Exercise directions:
From the reviews of the novel about Angela Morton's disappearance, reproduce word for word the part starting with "Two thumbs up" and going on through "read this book.".

Quoted passage:
***

Rich, an ex cop of 6 years, finds himself intrigue with a house close to his new one. One that is named the "Morton House". Seems there was a child that one lived there, Angela Morton. Thirteen years ago Angela Morton went to get ice cream. She never made it to the Ice Cream Truck, but where she went is one that no one has figured out. No body and no ransom note. The mystery that surrounds this house and story is one that Rich can not let go. When Rich meets up with Frank Robey they compare info on this disturbing case. Rich and Robey decide to take matters into their own hands and find out what actually happen to Angela that day.
What they find will be so disturbing, but will find out the truth before another innocent child disappears ???
Two thumbs up for this wonderful novel ! ! This is the first Mariotte novel I have read and I will be looking for more. I was hooked just by reading the title. This is one you will not want to put down. Its well written and the characters are strong and fit the story line. Words flow and puzzles fit together, just as they should. I enjoyed the ride I took on the thrilling roller coaster ride.
I enjoyed this book, even though I was hesitant to read it after finding out it was about a missing kid. There are so many missing kid books out there, or books about killing kids, I often feel like the subject is overused. This book however, had a twist that made it worth reading. In fact I have become so used to knowing what was going to happen before the end of the book I was happy to read this book.

***

Referring expression grounding data:
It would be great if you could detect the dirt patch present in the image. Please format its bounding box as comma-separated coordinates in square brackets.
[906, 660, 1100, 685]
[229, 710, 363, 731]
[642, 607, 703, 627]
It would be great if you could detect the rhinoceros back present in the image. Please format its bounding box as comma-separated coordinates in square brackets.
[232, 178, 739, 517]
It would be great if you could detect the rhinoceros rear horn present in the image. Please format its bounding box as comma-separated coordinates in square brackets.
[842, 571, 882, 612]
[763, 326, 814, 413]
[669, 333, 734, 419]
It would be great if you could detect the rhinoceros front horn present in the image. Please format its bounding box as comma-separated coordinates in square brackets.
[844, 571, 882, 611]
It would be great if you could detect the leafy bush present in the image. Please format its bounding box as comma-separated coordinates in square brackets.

***

The answer:
Two thumbs up for this wonderful novel ! ! This is the first Mariotte novel I have read and I will be looking for more. I was hooked just by reading the title. This is one you will not want to put down. Its well written and the characters are strong and fit the story line. Words flow and puzzles fit together, just as they should. I enjoyed the ride I took on the thrilling roller coaster ride.
I enjoyed this book, even though I was hesitant to read it after finding out it was about a missing kid. There are so many missing kid books out there, or books about killing kids, I often feel like the subject is overused. This book however, had a twist that made it worth reading. In fact I have become so used to knowing what was going to happen before the end of the book I was happy to read this book.